What the exercise asks:
In the Mercenary Kings review excerpt, why do the early fetch quests go from merely boring to tedious? Answer in one to three sentences.

Source excerpt:
## START

Mercenary Kings is more complex than it has any right to be as far as customization is concerned. King and Empress’s outfits, guns and inventory evolve over the course of the campaign, however Mercenary Kings doesn’t waste time frittering with money. Instead, the player picks up resources like pelts, steel and rusty pins in each mission to be crafted back at the base. It’s an interesting mechanic, though it takes way too long to become interesting.

This complaint resonates with the rest of the gameplay. Considering just how difficult the enemies, how weak the guns and low the health bar early on in the game, Mercenary Kings takes way too long to even get to the first primary mission. Depending how good the player is at side-scrolling shooters, the opening can take between 1 and 2 hours as the player is expected to churn through numerous fetch quests. Fetching resources, hostages, enemy-types and more hostages is boring the first time, but when it’s padded out with different exposition, yet plastered over the same two levels, it just becomes tedious. No matter what the medium, unnecessary padding is always inexcusable, and Mercenary Kings is no exception.

## END

Raw data:
## START

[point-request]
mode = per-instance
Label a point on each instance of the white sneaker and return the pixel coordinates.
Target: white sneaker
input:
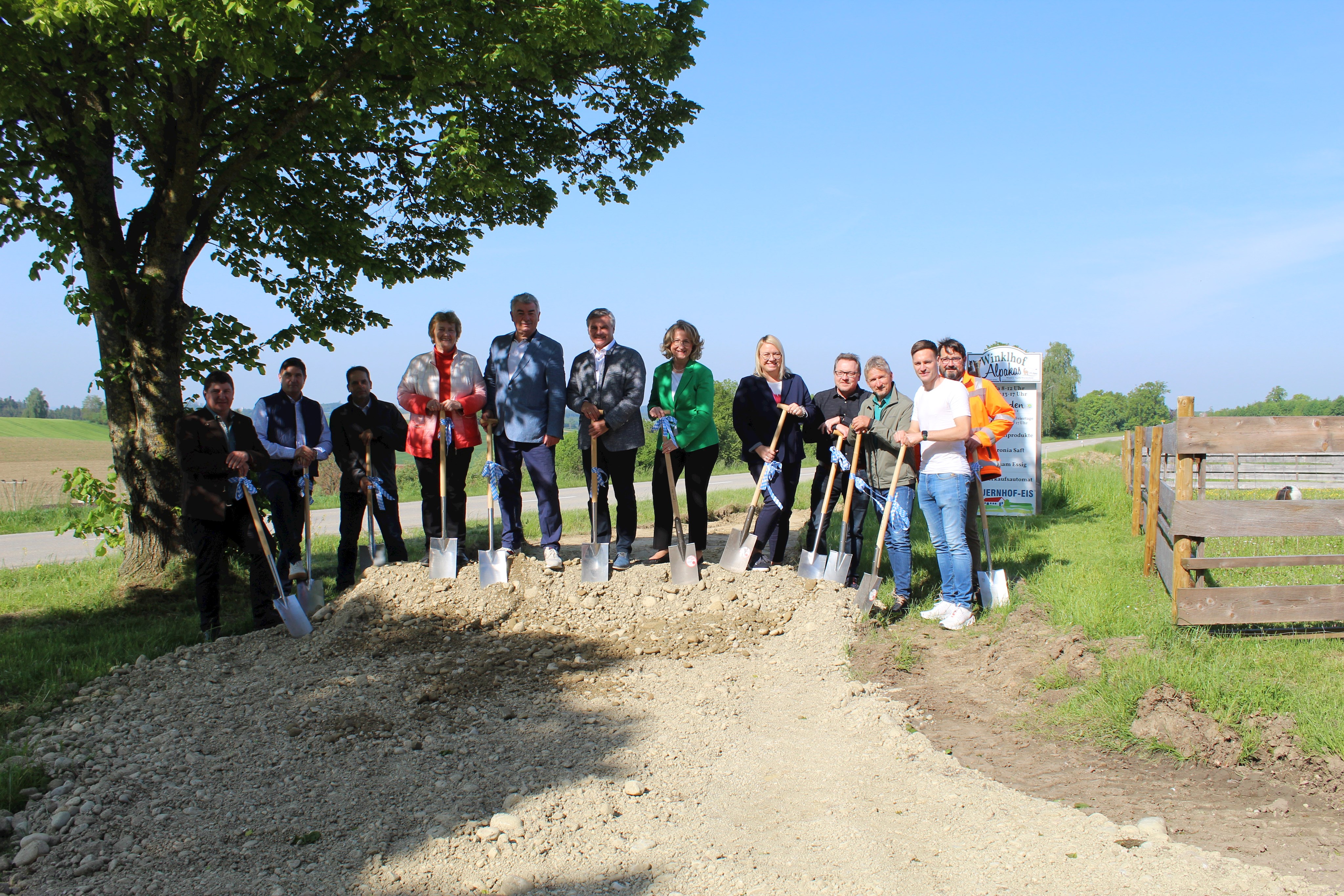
(940, 610)
(959, 618)
(553, 559)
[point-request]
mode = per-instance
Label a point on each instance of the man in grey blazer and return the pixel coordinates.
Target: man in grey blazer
(525, 391)
(607, 389)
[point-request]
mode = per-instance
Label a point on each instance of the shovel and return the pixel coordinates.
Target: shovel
(811, 565)
(839, 562)
(443, 552)
(870, 582)
(287, 604)
(595, 563)
(310, 592)
(375, 554)
(683, 566)
(494, 562)
(737, 552)
(994, 585)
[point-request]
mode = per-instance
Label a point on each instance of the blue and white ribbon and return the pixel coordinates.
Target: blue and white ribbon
(666, 426)
(768, 473)
(241, 483)
(380, 492)
(493, 473)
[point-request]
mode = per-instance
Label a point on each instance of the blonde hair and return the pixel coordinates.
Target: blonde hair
(691, 334)
(445, 318)
(772, 340)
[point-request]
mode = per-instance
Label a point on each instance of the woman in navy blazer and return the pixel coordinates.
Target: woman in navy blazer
(756, 414)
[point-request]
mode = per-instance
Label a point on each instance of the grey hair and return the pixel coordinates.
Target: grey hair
(879, 363)
(600, 312)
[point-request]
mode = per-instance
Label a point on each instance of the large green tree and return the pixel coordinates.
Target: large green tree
(1058, 391)
(304, 146)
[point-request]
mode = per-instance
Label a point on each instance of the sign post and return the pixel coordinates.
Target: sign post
(1018, 377)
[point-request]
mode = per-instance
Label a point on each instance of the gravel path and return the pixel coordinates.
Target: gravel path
(436, 738)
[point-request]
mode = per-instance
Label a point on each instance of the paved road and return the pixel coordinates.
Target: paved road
(32, 549)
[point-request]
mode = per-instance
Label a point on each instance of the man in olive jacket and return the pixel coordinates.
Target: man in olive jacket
(881, 417)
(214, 445)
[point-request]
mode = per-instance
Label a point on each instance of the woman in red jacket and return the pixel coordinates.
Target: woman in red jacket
(443, 383)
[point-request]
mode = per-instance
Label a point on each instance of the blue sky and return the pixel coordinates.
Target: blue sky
(1159, 186)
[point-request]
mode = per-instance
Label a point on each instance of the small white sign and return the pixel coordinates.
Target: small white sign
(1018, 377)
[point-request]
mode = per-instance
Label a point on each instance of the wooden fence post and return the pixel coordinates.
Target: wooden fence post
(1125, 459)
(1185, 492)
(1155, 469)
(1138, 483)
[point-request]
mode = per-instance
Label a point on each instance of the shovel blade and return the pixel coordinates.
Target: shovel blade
(443, 558)
(812, 565)
(867, 593)
(595, 563)
(838, 567)
(682, 566)
(994, 589)
(494, 566)
(737, 552)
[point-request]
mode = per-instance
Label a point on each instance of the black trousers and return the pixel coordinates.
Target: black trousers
(620, 473)
(772, 529)
(207, 541)
(287, 515)
(459, 463)
(353, 507)
(858, 511)
(698, 467)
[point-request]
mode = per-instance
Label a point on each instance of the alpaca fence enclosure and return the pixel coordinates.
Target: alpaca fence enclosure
(1170, 471)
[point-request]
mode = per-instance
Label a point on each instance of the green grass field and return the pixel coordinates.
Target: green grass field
(34, 429)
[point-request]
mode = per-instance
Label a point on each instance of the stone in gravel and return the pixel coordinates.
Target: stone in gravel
(32, 854)
(506, 823)
(514, 886)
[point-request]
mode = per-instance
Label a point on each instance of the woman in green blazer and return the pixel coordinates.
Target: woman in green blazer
(683, 389)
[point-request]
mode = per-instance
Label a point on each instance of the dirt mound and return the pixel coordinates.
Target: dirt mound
(1170, 718)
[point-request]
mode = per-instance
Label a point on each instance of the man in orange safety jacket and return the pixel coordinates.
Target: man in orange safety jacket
(991, 418)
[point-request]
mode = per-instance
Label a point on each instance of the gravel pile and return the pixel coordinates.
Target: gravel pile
(546, 735)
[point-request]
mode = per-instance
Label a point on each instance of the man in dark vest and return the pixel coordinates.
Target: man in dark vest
(216, 445)
(293, 432)
(359, 426)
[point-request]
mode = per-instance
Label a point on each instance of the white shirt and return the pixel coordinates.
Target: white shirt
(939, 410)
(600, 359)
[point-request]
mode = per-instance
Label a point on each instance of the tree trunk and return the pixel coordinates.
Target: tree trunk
(140, 344)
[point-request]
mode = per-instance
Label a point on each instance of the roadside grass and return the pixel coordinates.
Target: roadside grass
(1081, 566)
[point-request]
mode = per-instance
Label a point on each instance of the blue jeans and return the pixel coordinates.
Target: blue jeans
(943, 497)
(898, 541)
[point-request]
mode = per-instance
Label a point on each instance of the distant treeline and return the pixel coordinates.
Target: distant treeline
(37, 407)
(1279, 404)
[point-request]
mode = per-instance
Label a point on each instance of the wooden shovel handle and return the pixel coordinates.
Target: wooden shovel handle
(849, 492)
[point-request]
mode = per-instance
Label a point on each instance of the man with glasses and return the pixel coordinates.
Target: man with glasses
(991, 418)
(836, 409)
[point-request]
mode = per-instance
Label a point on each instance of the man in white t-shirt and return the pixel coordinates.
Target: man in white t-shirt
(941, 426)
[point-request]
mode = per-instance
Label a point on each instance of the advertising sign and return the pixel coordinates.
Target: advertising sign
(1018, 377)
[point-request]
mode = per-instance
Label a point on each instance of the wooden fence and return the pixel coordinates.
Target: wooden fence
(1168, 469)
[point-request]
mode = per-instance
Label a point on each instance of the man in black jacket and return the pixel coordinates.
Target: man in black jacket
(361, 425)
(836, 409)
(216, 445)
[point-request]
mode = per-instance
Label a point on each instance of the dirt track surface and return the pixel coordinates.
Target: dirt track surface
(648, 742)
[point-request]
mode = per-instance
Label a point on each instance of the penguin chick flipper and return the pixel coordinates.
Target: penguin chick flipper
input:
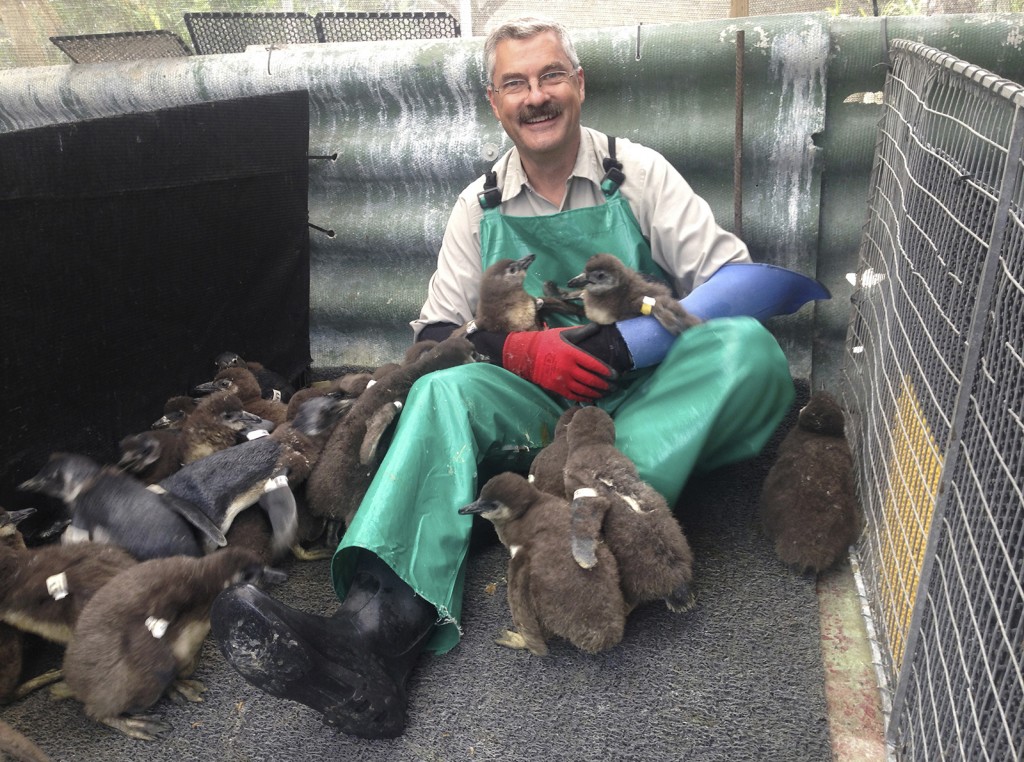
(40, 681)
(376, 427)
(671, 314)
(189, 690)
(140, 727)
(187, 510)
(279, 503)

## END

Answer to the exercise:
Fetching resources, hostages and enemy types is boring the first time. The quests become tedious because they are padded out with different exposition while being placed over the same two levels.